* **Records to process**:

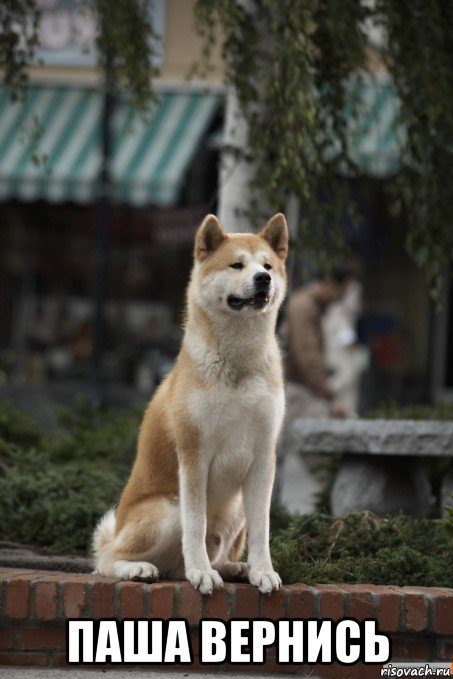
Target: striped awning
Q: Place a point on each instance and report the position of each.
(50, 145)
(374, 134)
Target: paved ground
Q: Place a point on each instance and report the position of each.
(298, 485)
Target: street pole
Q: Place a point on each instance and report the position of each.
(101, 231)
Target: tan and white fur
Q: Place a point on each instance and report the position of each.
(206, 451)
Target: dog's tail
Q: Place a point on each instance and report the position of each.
(102, 543)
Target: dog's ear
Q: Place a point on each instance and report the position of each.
(208, 238)
(276, 234)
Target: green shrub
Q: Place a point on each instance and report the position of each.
(54, 489)
(363, 548)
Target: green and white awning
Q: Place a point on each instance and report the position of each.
(50, 145)
(374, 134)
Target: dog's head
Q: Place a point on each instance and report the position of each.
(240, 273)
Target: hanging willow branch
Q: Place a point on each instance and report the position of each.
(290, 63)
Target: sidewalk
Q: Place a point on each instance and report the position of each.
(298, 485)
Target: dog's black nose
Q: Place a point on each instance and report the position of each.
(262, 280)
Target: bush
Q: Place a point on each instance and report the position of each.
(363, 548)
(54, 489)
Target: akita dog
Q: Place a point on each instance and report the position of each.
(206, 451)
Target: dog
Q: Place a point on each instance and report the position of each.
(205, 461)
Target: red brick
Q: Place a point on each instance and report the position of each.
(335, 671)
(415, 612)
(418, 649)
(445, 649)
(103, 598)
(398, 648)
(332, 602)
(247, 601)
(132, 600)
(444, 615)
(7, 572)
(217, 605)
(40, 638)
(361, 603)
(24, 659)
(46, 600)
(161, 604)
(18, 595)
(302, 601)
(273, 605)
(388, 612)
(6, 637)
(58, 660)
(74, 598)
(189, 603)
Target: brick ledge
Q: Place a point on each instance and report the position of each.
(34, 606)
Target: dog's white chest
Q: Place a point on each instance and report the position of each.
(235, 424)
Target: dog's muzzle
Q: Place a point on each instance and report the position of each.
(260, 298)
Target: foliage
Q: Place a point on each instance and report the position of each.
(54, 489)
(363, 548)
(291, 63)
(124, 29)
(420, 59)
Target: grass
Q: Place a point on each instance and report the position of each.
(53, 489)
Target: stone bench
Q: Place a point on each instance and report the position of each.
(381, 469)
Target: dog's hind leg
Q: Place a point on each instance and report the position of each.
(146, 543)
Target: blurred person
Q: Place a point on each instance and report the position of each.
(346, 359)
(309, 392)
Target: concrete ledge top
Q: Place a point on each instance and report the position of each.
(374, 437)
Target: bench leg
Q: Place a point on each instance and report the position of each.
(382, 484)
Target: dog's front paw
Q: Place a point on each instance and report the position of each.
(267, 581)
(135, 570)
(204, 580)
(234, 569)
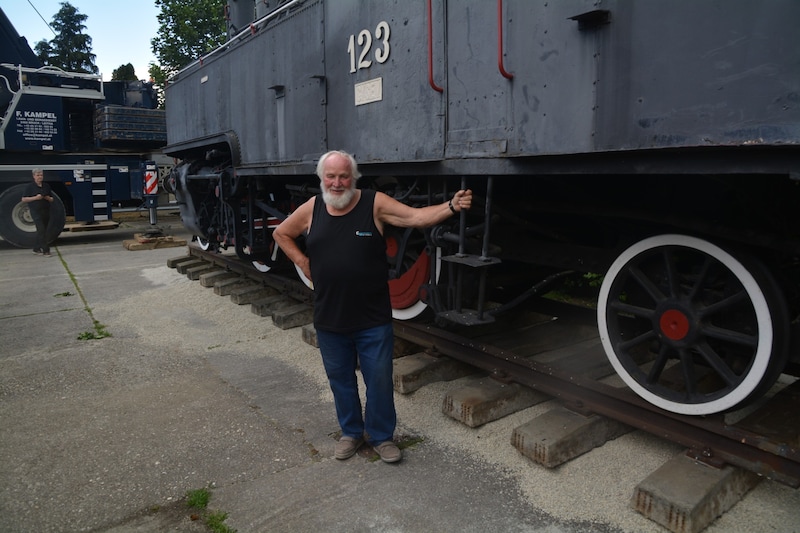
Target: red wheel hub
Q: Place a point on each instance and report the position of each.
(674, 324)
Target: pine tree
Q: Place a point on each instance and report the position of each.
(124, 73)
(70, 49)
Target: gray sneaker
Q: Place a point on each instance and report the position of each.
(389, 452)
(347, 447)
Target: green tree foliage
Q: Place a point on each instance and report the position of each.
(70, 49)
(124, 73)
(187, 30)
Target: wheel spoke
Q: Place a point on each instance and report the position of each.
(687, 366)
(647, 284)
(717, 363)
(635, 310)
(735, 337)
(672, 278)
(647, 336)
(723, 304)
(701, 279)
(658, 364)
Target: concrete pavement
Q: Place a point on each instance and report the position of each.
(192, 391)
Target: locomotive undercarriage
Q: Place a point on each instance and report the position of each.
(693, 316)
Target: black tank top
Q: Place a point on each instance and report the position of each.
(349, 268)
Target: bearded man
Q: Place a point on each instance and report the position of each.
(346, 259)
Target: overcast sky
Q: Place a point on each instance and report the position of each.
(120, 31)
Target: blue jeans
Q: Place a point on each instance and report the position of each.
(341, 352)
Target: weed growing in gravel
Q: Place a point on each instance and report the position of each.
(198, 499)
(100, 332)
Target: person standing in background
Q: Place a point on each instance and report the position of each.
(39, 196)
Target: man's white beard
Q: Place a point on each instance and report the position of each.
(338, 201)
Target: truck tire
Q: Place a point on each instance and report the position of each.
(16, 224)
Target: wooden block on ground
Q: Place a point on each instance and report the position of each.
(267, 306)
(224, 287)
(175, 261)
(487, 400)
(210, 278)
(94, 226)
(685, 496)
(183, 267)
(416, 370)
(560, 435)
(291, 317)
(194, 273)
(245, 295)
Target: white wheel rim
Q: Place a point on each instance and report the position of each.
(763, 316)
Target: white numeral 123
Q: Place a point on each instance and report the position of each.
(365, 46)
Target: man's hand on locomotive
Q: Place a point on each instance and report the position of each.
(461, 201)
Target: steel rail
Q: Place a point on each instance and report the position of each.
(710, 439)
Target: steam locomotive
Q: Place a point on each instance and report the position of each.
(654, 145)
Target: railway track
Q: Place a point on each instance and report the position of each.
(552, 348)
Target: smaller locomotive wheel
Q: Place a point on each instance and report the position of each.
(691, 328)
(204, 244)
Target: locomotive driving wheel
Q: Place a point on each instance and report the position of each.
(690, 327)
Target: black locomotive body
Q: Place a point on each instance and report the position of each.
(654, 144)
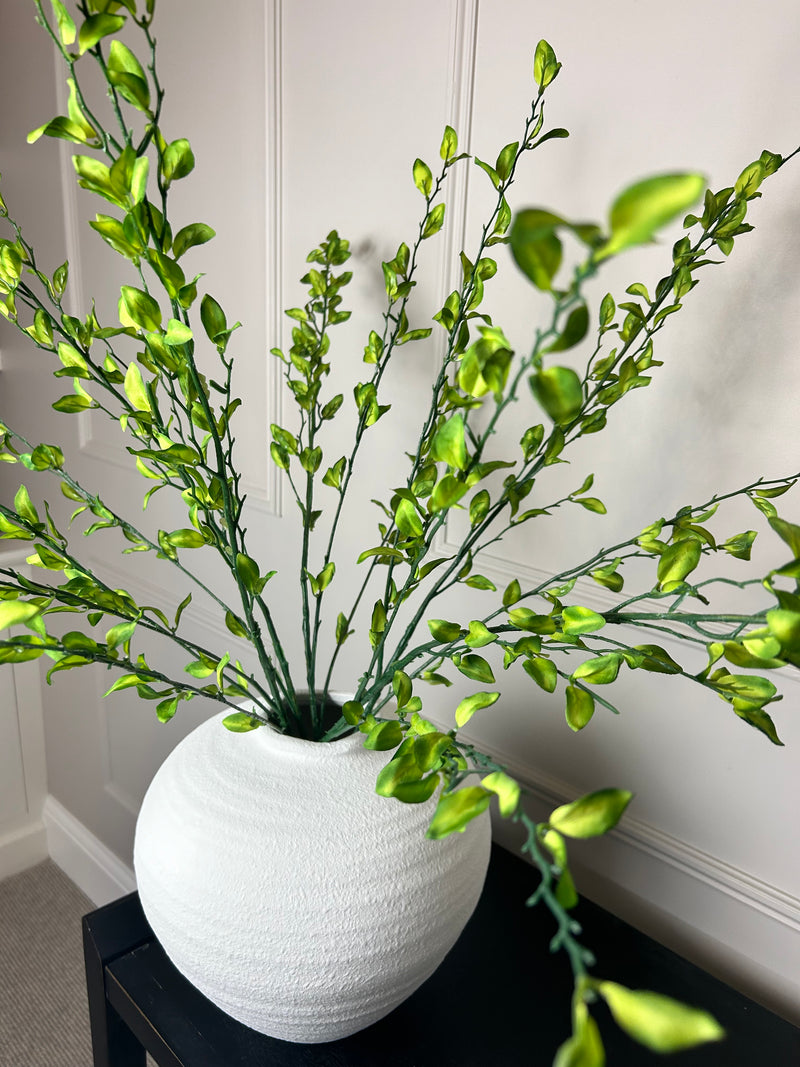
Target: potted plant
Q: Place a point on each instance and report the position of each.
(164, 370)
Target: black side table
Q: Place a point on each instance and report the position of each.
(499, 999)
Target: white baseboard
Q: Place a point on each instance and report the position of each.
(22, 848)
(724, 919)
(82, 857)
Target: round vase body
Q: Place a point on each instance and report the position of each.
(287, 891)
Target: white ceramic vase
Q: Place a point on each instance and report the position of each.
(287, 891)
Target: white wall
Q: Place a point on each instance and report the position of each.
(306, 115)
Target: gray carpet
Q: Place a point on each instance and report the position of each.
(44, 1019)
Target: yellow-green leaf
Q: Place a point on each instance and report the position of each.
(658, 1022)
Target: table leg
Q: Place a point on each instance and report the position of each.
(105, 938)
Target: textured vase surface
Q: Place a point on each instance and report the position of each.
(287, 891)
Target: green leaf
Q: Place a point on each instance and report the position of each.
(506, 160)
(241, 722)
(507, 790)
(740, 544)
(560, 393)
(449, 144)
(126, 75)
(575, 330)
(120, 634)
(537, 250)
(476, 668)
(523, 618)
(66, 129)
(585, 1048)
(186, 539)
(788, 532)
(401, 687)
(657, 1021)
(13, 612)
(643, 208)
(592, 504)
(591, 815)
(236, 625)
(73, 404)
(443, 631)
(127, 682)
(166, 709)
(449, 445)
(579, 707)
(454, 810)
(248, 571)
(479, 635)
(580, 620)
(177, 160)
(422, 177)
(188, 237)
(97, 27)
(545, 64)
(511, 593)
(677, 561)
(212, 317)
(66, 26)
(24, 506)
(657, 659)
(324, 577)
(447, 492)
(602, 670)
(434, 221)
(136, 389)
(139, 309)
(469, 705)
(384, 736)
(784, 624)
(543, 671)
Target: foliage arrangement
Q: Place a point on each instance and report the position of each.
(144, 371)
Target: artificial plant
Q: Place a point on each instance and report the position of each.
(143, 371)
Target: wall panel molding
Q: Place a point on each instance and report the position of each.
(262, 496)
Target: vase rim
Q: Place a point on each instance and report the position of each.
(287, 743)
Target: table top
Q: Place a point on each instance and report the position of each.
(499, 999)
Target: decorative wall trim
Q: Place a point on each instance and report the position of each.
(703, 868)
(82, 857)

* **Written request**: Quote the line that contains "Target: white ceramic vase" and each line after it through the end of the data, exactly, leaving out everything else.

* **Answer for this exercise**:
Target: white ceramic vase
Q: Place a point on each instance and report the position of each.
(287, 891)
Target: white wall
Q: Place a point on each instance and report the position of each.
(306, 115)
Target: gray carpet
Q: Place a point on each instance and report the position of each.
(44, 1019)
Target: yellow-green leaf
Q: Place a point on each instance and report the position of each.
(658, 1022)
Target: table leg
Q: Place a point on each instance and report the position of each.
(105, 938)
Target: textured vase surface
Q: Place a point on each instance and report the position of each.
(287, 891)
Target: green leaf
Q: Place a point on each instance and report the position of each.
(506, 160)
(241, 722)
(507, 790)
(740, 544)
(560, 393)
(449, 144)
(126, 75)
(575, 330)
(120, 634)
(537, 250)
(476, 668)
(523, 618)
(66, 129)
(585, 1048)
(186, 539)
(788, 532)
(401, 687)
(657, 1021)
(13, 612)
(643, 208)
(592, 504)
(591, 815)
(236, 625)
(73, 404)
(443, 631)
(127, 682)
(166, 709)
(449, 445)
(579, 707)
(454, 810)
(248, 571)
(479, 635)
(580, 620)
(177, 160)
(422, 177)
(188, 237)
(97, 27)
(545, 64)
(511, 593)
(677, 561)
(212, 317)
(66, 26)
(24, 506)
(657, 659)
(324, 577)
(447, 492)
(602, 670)
(434, 221)
(136, 389)
(139, 309)
(469, 705)
(384, 736)
(784, 624)
(543, 671)
Target: foliage arrangement
Q: Place a point on each instance and report the position of each.
(144, 371)
Target: artificial plant
Q: Place a point on each instance and report the position of each.
(143, 371)
Target: wall panel molding
Q: Place a point on each instance and report the position of each.
(262, 496)
Target: vase rim
Q: Place a point on each instance and report the position of each.
(287, 743)
Target: table top
Q: Place a point on each instance and report the position of each.
(499, 999)
Target: decorative wall trim
Q: Place a point on each instance and report the position of each.
(703, 868)
(82, 857)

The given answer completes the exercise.